◆ **The input**
* start *

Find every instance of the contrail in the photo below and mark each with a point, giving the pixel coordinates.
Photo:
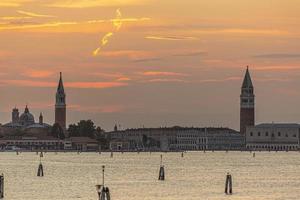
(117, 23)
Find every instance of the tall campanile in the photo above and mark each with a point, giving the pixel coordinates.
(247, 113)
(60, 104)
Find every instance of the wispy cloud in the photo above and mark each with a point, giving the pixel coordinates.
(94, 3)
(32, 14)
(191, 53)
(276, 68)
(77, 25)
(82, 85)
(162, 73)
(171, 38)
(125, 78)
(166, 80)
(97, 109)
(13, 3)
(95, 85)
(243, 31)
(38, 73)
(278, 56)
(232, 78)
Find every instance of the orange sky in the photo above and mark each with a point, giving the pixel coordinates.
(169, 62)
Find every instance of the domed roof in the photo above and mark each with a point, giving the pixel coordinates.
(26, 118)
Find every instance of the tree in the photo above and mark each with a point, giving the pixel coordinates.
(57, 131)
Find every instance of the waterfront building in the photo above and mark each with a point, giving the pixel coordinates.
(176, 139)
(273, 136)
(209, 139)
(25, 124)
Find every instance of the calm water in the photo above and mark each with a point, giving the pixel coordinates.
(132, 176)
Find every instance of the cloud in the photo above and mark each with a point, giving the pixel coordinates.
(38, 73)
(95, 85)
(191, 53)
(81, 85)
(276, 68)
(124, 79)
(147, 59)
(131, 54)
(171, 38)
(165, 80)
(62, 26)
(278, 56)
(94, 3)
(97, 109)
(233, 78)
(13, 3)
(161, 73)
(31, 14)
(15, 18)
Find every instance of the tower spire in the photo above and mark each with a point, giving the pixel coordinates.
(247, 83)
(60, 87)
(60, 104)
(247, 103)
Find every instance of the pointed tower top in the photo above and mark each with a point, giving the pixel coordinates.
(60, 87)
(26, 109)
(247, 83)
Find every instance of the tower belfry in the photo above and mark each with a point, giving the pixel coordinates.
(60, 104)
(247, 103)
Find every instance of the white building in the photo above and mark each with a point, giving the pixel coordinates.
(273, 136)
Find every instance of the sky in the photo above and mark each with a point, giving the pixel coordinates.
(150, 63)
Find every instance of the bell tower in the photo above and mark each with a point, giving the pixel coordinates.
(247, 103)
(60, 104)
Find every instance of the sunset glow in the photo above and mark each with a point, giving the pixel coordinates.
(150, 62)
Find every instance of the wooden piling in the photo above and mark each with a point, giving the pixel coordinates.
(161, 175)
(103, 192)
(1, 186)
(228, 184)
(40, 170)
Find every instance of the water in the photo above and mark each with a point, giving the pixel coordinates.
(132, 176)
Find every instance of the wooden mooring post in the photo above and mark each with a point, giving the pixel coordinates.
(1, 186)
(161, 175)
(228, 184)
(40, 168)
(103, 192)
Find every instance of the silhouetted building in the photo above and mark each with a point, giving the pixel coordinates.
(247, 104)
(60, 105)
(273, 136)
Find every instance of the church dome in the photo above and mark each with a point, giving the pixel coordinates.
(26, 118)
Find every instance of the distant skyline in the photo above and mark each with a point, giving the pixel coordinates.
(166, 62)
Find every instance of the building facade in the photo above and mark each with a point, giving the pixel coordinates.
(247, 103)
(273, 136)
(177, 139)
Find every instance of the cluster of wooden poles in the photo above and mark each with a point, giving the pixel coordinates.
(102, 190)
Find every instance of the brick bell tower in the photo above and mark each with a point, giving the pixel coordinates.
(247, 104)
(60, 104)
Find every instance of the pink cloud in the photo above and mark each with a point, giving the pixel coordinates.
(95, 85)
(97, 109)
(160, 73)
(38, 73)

* end *

◆ **Challenge**
The line containing "Find every instance of the sunset" marks the start; retype it and each line after it through the end of the records above, exactly.

◆ **Full answer**
Find every instance of the sunset glow in the photo above and mark each with a point, giving the pixel coordinates.
(150, 62)
Find every instance of the wooden piling in the photo above and mark each with a point, giving the pixel coordinates.
(161, 175)
(103, 192)
(1, 186)
(228, 184)
(40, 170)
Find every instance of the water in the photo above and mark each with a point, giving the pixel coordinates.
(132, 176)
Find every instance of the wooden mooring post in the photo above and mark each with a point, giving the pixel coordinates.
(1, 186)
(161, 175)
(228, 184)
(40, 168)
(103, 192)
Find every instance of the silhouetted building in the photo above and mark each with a point, giving the pixel coordinates.
(247, 104)
(60, 105)
(273, 136)
Find every instance of the church dome in the photo above and mark each with a point, giving the pixel coordinates.
(26, 118)
Find every instance of the distant skyline in the photo above and mark each with a point, giving the pixel coordinates.
(166, 62)
Find every instance of the building facade in the photo above and mark each with a point, giving the pixel coordinates.
(247, 103)
(273, 136)
(177, 139)
Find every instance of the cluster of wooden poles in the photo above and mark each with a point, giving the pixel coordinates.
(102, 190)
Find every instance of the brick bell tower in the photo above and mark each with a point, giving the pixel coordinates.
(247, 104)
(60, 104)
Find every instance of the pink cloud in the photo above and mark each with a point, giving the pixel coordinates.
(95, 85)
(97, 109)
(160, 73)
(38, 73)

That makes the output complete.